• 練習問題
A. 本文の導入部で、紹介する物語の幅を示すために挙げられているジャンルをすべて書き出してください。
B. 本文のうち、「そんんな日は、いつもよりゆっ」から始まり「と不思議な城の中にいました。」で終わる箇所を、一字一句違えずに出力してください。

• 読解文
╭──
年末年始の少し長いお休み。気づけばなんとなくスマホを眺めているうちに、一日が終わってしまった…そんな経験はありませんか?
そんんな日は、いつもよりゆっくりページをめくりながら、ひとつの物語の世界にどっぷり浸かる時間を楽しみたいもの。今回は「冬休みに一気読みしたい長編ストーリー」をテーマに、編集部が5冊をセレクトしました。
家族小説からファンタジー、青春物語、海外ミステリーまで。読み終えたあともしばらく余韻が残る、とっておきの物語たちをご紹介します。
【1】ささくれた心に寄り添う、“居場所”の物語
『かがみの孤城』(著者:辻村 深月/出版社:ポプラ社)
いじめをきっかけに学校へ行けなくなった中学生・こころ。部屋にこもり続けるある日、突然「鏡」が光り、気がつくと不思議な城の中にいました。
そこに集められたのは、事情の違う7人の中学生たち。狼のお面をつけた「オオカミさま」から告げられたのは、「城のどこかにある“願いが叶う鍵”を期限までに見つけること」でした
ファンタジーの舞台設定でありながら、描かれているのは「生きづらさ」や「居場所のなさ」と向き合う等身大の10代の姿。彼らの会話や沈黙、ふとした仕草に胸が詰まり、ページをめくる手が止まらなくなります。
分厚い長編ですが、人物同士の秘密が少しずつつながっていく中盤以降は、まさに一気読み必至。読み終えたとき、「あの頃の自分」や、今そばにいる誰かを少しやさしい目で見られるようになる一冊です。
【2】「家族って何だろう?」をやさしく問いかける感動長編
『そして、バトンは渡された』(著者:瀬尾 まいこ/出版社:文藝春秋)
主人公の森宮優子は、高校生にして「5人の父と母」がいる女の子。親の再婚や離婚で苗字も環境も何度も変わりながら、それでも彼女はいつも「大切にされてきた」という実感とともに生きてきました。
╰──
• 未加工の記録
╭──
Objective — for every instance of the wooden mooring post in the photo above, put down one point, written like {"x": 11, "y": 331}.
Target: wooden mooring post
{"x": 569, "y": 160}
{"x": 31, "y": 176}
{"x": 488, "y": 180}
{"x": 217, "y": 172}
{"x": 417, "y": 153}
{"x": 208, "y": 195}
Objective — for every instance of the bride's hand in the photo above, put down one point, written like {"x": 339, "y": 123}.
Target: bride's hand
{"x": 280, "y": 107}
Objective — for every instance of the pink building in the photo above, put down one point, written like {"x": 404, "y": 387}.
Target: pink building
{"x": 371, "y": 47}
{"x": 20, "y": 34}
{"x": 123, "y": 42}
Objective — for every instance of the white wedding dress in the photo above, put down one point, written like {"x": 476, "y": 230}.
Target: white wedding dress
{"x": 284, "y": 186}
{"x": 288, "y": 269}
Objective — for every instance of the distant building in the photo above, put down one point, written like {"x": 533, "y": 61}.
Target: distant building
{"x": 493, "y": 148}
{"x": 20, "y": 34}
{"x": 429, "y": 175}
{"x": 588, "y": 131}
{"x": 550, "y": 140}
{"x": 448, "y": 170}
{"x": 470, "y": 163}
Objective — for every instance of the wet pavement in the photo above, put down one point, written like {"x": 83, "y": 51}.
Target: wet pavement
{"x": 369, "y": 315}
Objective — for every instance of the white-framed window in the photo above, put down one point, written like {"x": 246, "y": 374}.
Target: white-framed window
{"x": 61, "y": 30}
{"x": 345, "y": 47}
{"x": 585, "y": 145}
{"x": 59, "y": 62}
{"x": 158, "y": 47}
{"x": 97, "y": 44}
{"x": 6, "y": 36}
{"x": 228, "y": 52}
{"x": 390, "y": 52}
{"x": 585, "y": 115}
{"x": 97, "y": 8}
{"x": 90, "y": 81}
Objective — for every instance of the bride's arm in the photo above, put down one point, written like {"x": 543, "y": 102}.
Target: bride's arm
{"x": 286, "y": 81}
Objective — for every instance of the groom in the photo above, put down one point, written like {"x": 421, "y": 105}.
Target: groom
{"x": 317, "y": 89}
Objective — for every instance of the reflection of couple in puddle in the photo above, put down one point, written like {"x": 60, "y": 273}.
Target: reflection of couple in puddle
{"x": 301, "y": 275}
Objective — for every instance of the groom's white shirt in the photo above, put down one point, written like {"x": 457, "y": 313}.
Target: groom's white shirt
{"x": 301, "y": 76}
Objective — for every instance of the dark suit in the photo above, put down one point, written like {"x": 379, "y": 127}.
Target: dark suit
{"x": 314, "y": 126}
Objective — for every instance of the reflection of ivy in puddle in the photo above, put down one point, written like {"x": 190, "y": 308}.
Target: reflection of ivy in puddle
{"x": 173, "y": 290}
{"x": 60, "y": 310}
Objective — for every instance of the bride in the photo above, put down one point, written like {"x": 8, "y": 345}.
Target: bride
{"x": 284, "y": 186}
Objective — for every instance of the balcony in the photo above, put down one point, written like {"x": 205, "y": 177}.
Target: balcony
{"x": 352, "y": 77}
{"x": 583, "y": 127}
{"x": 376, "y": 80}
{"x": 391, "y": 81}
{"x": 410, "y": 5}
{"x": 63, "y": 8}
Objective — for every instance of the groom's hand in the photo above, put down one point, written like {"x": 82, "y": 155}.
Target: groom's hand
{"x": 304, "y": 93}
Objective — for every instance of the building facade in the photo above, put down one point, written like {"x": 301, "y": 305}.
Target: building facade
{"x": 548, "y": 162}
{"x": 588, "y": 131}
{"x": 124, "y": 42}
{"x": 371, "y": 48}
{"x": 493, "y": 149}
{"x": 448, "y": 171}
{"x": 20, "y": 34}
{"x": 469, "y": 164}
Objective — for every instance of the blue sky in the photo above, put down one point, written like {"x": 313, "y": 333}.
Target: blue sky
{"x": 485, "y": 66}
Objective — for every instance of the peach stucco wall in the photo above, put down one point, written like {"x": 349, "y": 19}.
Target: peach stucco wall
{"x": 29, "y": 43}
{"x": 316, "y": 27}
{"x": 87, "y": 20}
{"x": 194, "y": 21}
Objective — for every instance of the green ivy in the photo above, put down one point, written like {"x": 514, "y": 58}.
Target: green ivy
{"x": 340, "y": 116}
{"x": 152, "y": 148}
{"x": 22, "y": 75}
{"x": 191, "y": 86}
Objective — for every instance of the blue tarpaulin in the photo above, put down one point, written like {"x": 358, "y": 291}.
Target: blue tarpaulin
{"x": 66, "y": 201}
╰──
• 解答一覧
A. 家族小説、ファンタジー、青春物語、海外ミステリー

B.
そんんな日は、いつもよりゆっくりページをめくりながら、ひとつの物語の世界にどっぷり浸かる時間を楽しみたいもの。今回は「冬休みに一気読みしたい長編ストーリー」をテーマに、編集部が5冊をセレクトしました。
家族小説からファンタジー、青春物語、海外ミステリーまで。読み終えたあともしばらく余韻が残る、とっておきの物語たちをご紹介します。
【1】ささくれた心に寄り添う、“居場所”の物語
『かがみの孤城』(著者:辻村 深月/出版社:ポプラ社)
いじめをきっかけに学校へ行けなくなった中学生・こころ。部屋にこもり続けるある日、突然「鏡」が光り、気がつくと不思議な城の中にいました。